• DOCUMENTO DI ORIGINE
______________________________

Architettura Microservizi

L'architettura microservizi di Emblema è progettata per massimizzare scalabilità, resilienza e manutenibilità. Ogni servizio ha responsabilità specifiche e comunica attraverso interfacce ben definite, permettendo sviluppo, deploy e scaling indipendenti.

Panoramica dell'Architettura

🏗️ Service Mesh Architecture

Emblema utilizza un'architettura hybrid service mesh dove Traefik funge da API Gateway e service proxy, gestendo routing, load balancing e terminazione SSL.

Loading diagram...

🔧 Service Catalog

Frontend Services

www-emblema: Applicazione web principale (Next.js 14)
doc-emblema: Documentazione (Docusaurus)

Core Services

background-task: Elaborazione AI asincrona (Python/FastAPI/Celery)
spp-retrieval: Ricerca semantica (Python/FastAPI)
document-render: Rendering documenti (Python)
mcp-demo: Model Context Protocol server
novu-bridge: Bridge per notifiche

Infrastructure Services

Traefik: Reverse proxy e load balancer
Keycloak: Identity and Access Management
LiteLLM: Gateway unificato per modelli AI
Hasura: Engine GraphQL

Comunicazione Inter-Service

🔄 Pattern di Comunicazione

1. Synchronous Communication

REST APIs: Per operazioni real-time e interactive

// Esempio client HTTP unificato
class ServiceClient {
  private baseURL: string;
  private timeout: number = 30000;

  constructor(serviceName: string) {
    this.baseURL = `http://${serviceName}`;
  }

  async post<T>(endpoint: string, data: any): Promise<T> {
    const response = await fetch(`${this.baseURL}${endpoint}`, {
      method: "POST",
      headers: {
        "Content-Type": "application/json",
        Authorization: `Bearer ${await this.getToken()}`,
      },
      body: JSON.stringify(data),
      signal: AbortSignal.timeout(this.timeout),
    });

    if (!response.ok) {
      throw new ServiceError(`${serviceName} error: ${response.statusText}`);
    }

    return response.json();
  }
}

// Utilizzo
const backgroundTaskClient = new ServiceClient("background-task");
const processingResult = await backgroundTaskClient.post("/tasks", {
  document_id: documentId,
  chunker_config: config,
});

GraphQL: Per query complesse e subscription real-time

// Hasura GraphQL client con subscription
import { createClient } from "graphql-ws";

const graphqlClient = createClient({
  url: "ws://graphql-engine:8080/v1/graphql",
  connectionParams: {
    headers: {
      "x-hasura-admin-secret": process.env.HASURA_ADMIN_SECRET,
    },
  },
});

// Subscription per aggiornamenti real-time
const subscription = graphqlClient.iterate({
  query: `
        subscription TaskUpdates($userId: uuid!) {
            task(where: {created_by: {_eq: $userId}}) {
                id
                status
                progress
                error_message
            }
        }
    `,
  variables: { userId },
});

for await (const result of subscription) {
  updateUI(result.data);
}

2. Asynchronous Communication

Message Queue con Redis: Per task asincroni

# background-task/celery_app.py - Configurazione reale
from celery import Celery
from celery.schedules import crontab

celery_app = Celery(
    __name__,
    backend=os.getenv("CELERY_RESULT_URL", "redis://localhost:6379/6"),
    broker=os.getenv("CELERY_BROKER_URL", "redis://localhost:6379/6"),
)

______________________________

• DATI ESTRATTI
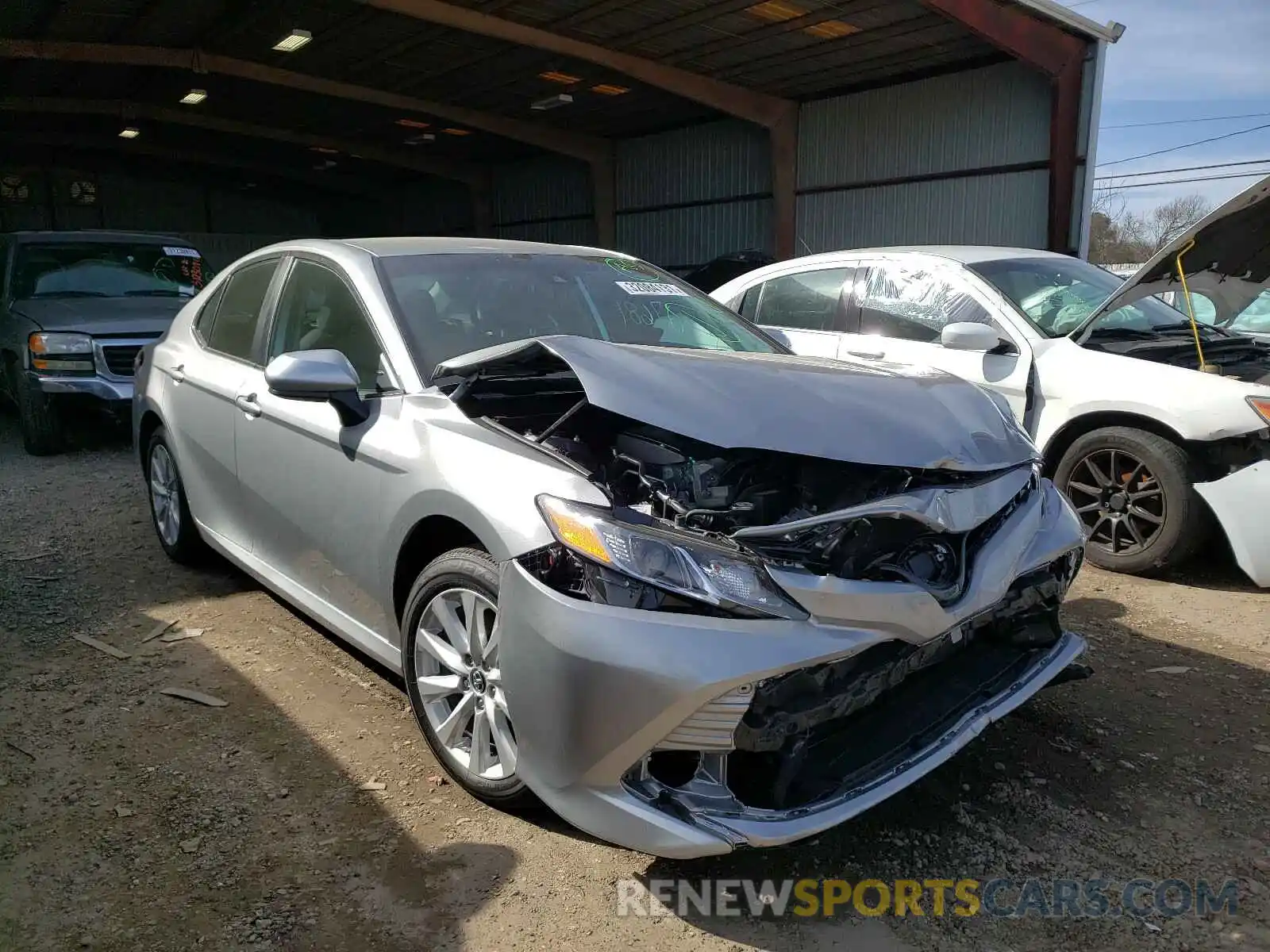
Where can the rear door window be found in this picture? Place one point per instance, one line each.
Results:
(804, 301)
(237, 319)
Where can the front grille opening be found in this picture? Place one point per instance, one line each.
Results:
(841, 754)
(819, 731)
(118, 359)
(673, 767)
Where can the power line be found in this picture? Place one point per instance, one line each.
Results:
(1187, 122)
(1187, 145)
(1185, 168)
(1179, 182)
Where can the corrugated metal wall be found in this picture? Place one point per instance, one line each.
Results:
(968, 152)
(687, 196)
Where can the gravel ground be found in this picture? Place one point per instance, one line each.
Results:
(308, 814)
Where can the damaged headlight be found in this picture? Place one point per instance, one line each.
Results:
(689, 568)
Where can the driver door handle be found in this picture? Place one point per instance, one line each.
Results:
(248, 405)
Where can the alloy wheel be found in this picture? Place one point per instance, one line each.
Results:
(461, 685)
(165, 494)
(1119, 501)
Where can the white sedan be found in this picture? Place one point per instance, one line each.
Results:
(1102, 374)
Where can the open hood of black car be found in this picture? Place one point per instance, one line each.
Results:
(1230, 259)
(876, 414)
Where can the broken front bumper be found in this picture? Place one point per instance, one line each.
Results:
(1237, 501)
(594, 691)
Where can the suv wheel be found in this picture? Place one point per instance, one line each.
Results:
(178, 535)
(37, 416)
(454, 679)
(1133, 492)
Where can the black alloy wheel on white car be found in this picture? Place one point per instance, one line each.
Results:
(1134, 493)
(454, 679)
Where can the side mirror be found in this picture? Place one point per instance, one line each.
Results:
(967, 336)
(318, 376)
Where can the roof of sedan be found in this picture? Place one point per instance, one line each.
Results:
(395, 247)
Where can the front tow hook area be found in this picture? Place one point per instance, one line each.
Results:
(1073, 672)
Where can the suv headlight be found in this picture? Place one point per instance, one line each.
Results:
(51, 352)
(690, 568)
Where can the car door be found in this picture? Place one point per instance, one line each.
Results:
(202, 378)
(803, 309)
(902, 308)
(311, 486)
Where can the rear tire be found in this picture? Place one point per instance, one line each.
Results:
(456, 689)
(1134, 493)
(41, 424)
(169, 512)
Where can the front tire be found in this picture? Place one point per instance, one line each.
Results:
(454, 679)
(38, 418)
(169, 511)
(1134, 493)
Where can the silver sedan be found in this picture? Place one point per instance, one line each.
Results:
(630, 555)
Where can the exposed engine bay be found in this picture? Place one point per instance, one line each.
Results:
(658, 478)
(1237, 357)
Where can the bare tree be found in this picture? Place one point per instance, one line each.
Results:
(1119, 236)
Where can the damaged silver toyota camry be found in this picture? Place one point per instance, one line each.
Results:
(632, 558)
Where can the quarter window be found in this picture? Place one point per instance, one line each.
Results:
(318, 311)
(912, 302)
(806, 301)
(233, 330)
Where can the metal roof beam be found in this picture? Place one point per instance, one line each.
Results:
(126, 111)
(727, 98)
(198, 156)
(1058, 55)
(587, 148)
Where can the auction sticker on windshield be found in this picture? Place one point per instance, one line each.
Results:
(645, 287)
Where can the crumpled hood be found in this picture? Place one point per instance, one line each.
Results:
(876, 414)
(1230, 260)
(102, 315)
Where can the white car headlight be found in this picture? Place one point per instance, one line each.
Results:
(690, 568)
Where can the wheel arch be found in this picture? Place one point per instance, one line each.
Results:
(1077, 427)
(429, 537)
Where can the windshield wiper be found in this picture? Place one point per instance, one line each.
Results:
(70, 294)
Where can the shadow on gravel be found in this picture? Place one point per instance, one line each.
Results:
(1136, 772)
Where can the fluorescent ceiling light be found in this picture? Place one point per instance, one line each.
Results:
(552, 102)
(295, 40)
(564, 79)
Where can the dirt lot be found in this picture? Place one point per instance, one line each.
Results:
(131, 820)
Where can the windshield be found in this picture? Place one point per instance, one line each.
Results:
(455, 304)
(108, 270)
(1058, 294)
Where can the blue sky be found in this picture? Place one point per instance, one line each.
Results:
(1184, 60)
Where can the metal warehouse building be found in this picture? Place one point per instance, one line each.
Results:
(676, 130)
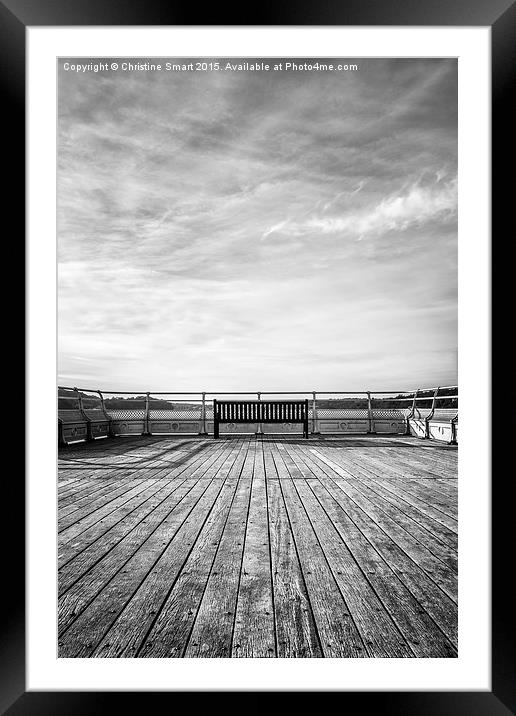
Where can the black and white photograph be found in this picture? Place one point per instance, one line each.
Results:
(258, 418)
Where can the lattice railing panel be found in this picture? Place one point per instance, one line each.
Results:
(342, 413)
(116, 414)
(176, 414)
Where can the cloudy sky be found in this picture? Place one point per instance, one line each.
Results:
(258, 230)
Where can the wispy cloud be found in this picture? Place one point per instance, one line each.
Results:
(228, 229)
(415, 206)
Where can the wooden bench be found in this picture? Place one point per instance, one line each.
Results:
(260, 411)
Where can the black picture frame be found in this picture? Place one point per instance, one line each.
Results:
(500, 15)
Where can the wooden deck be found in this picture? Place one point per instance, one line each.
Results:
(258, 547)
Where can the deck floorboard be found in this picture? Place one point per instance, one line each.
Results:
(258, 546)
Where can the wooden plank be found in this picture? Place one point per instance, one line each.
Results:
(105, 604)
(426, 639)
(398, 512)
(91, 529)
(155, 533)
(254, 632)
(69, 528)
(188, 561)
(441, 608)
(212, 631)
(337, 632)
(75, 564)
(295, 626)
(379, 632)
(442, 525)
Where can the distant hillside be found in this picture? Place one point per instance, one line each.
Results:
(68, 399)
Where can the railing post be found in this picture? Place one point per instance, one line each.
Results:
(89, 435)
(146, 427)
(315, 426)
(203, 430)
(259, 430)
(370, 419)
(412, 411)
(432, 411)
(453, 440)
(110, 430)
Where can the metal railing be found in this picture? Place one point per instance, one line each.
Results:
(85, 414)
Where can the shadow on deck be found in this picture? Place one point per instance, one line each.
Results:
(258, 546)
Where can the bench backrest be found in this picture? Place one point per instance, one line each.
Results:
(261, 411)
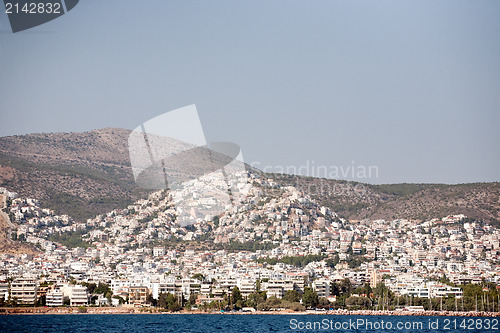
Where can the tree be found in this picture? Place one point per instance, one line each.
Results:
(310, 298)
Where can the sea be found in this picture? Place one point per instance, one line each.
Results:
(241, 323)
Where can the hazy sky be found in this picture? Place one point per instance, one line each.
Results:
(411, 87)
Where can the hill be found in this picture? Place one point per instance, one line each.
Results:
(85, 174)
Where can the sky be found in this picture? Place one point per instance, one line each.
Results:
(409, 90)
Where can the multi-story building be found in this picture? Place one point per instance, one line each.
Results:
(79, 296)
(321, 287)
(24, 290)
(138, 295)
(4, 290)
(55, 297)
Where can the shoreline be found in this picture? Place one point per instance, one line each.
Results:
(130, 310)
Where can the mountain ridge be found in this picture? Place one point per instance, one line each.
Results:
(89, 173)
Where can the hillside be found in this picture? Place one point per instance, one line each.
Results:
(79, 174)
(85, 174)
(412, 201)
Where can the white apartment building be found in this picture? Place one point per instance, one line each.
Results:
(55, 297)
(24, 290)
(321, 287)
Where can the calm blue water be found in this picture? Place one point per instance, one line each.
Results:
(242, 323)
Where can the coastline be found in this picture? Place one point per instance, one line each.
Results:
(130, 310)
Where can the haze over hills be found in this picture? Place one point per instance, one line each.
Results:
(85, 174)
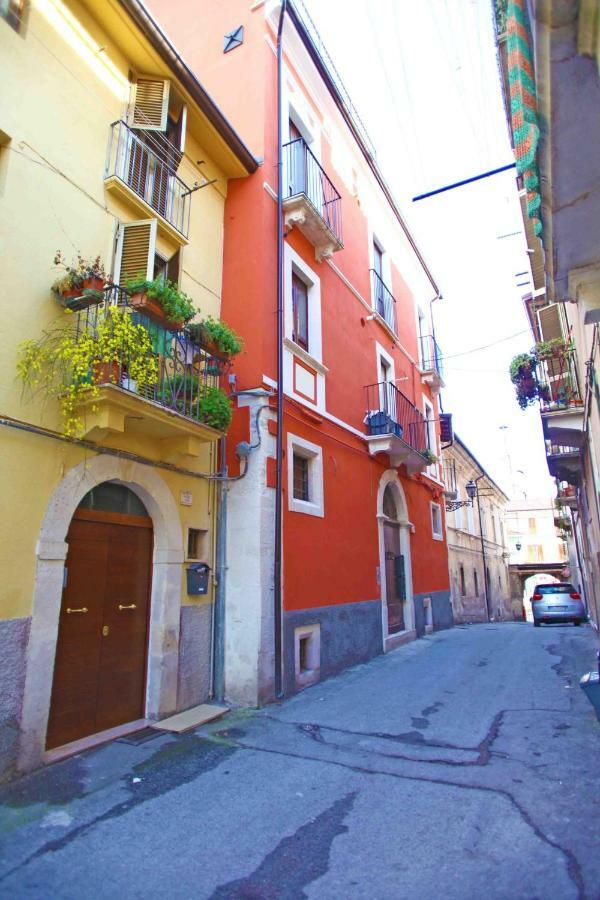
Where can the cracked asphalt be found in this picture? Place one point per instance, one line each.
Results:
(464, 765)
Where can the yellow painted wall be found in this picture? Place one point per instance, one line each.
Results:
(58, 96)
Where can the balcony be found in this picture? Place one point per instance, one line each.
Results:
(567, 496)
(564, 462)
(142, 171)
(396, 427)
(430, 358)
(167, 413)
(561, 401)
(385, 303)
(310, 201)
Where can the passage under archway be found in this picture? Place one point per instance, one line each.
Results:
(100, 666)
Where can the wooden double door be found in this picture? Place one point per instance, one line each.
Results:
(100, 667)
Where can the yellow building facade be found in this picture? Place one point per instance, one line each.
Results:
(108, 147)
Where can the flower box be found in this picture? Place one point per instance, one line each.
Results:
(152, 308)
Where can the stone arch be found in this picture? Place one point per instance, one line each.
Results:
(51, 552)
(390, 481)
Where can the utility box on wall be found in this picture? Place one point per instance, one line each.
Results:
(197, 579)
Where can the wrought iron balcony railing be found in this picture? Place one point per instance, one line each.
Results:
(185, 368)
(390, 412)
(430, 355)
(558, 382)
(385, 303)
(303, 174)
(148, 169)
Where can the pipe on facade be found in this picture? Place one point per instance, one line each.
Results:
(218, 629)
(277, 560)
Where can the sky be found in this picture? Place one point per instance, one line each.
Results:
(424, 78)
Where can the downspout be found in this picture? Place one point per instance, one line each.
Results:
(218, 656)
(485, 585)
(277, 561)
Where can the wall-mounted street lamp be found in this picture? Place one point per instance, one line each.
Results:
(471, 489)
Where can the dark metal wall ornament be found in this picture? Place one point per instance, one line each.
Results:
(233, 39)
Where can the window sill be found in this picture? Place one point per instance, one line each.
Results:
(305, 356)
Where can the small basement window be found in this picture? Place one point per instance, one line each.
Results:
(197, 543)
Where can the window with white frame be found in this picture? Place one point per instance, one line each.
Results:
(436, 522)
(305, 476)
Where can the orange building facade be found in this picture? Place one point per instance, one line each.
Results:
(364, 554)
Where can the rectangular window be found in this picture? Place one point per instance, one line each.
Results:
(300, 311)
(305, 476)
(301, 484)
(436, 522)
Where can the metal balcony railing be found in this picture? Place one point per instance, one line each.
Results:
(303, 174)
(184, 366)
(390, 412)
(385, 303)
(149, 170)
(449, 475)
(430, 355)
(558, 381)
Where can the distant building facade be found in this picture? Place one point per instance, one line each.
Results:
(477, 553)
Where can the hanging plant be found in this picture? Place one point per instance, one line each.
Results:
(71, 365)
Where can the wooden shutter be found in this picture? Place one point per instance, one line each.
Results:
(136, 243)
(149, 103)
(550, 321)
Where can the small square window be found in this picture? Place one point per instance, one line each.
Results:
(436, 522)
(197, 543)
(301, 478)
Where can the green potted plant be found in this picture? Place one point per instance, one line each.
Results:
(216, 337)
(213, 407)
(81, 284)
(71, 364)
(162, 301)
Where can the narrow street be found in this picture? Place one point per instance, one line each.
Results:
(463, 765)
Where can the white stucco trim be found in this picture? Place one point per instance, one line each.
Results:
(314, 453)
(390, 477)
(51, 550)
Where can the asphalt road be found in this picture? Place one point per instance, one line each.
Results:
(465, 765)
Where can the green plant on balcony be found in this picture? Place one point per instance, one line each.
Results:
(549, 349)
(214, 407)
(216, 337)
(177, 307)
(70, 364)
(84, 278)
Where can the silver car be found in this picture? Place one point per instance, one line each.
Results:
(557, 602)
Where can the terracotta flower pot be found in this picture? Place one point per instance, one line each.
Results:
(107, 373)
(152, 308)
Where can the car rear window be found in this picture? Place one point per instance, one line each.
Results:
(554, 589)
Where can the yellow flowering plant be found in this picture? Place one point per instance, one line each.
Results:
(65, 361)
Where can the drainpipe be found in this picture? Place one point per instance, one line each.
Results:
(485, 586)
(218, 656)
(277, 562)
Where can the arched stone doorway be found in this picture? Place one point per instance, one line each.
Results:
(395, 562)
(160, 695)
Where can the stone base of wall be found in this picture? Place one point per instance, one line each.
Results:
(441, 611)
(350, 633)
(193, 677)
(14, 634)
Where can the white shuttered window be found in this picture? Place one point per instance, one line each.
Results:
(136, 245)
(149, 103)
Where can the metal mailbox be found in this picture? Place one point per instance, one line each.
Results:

______________________________

• ISTRUZIONI
1. Secondo il documento sull'architettura microservizi di Emblema, quale componente svolge il ruolo di API Gateway e service proxy?
2. Ricopi le righe dei record a partire dall'inizio dei record e si fermi dopo la riga che contiene "(1133, 492)", inclusa. Ometta le immagini.

• RISPOSTE AI COMPITI
1. Traefik.

2.
Where can the rear door window be found in this picture? Place one point per instance, one line each.
Results:
(804, 301)
(237, 319)
Where can the front grille opening be found in this picture? Place one point per instance, one line each.
Results:
(841, 754)
(819, 731)
(118, 359)
(673, 767)
Where can the power line be found in this picture? Place one point per instance, one line each.
Results:
(1187, 122)
(1187, 145)
(1185, 168)
(1179, 182)
Where can the corrugated metal wall be found in this picture? Place one point per instance, one line each.
Results:
(968, 152)
(687, 196)
Where can the gravel ground be found in this picture? Place one point per instance, one line each.
Results:
(308, 814)
Where can the damaged headlight be found in this picture? Place one point per instance, one line each.
Results:
(689, 568)
Where can the driver door handle be found in this picture? Place one point per instance, one line each.
Results:
(248, 405)
Where can the alloy wheel be found in this picture? Place one point per instance, one line each.
Results:
(461, 685)
(165, 494)
(1119, 501)
Where can the white sedan be found in this picture? Place one point per instance, one line each.
Results:
(1102, 374)
Where can the open hood of black car be found in this picture? Place one point per instance, one line each.
Results:
(1230, 259)
(876, 414)
Where can the broken front bumper be found in this picture? Place one point per instance, one line each.
Results:
(1237, 501)
(594, 691)
Where can the suv wheel be found in this picture? Place one point per instance, one line each.
Results:
(178, 535)
(37, 416)
(454, 679)
(1133, 492)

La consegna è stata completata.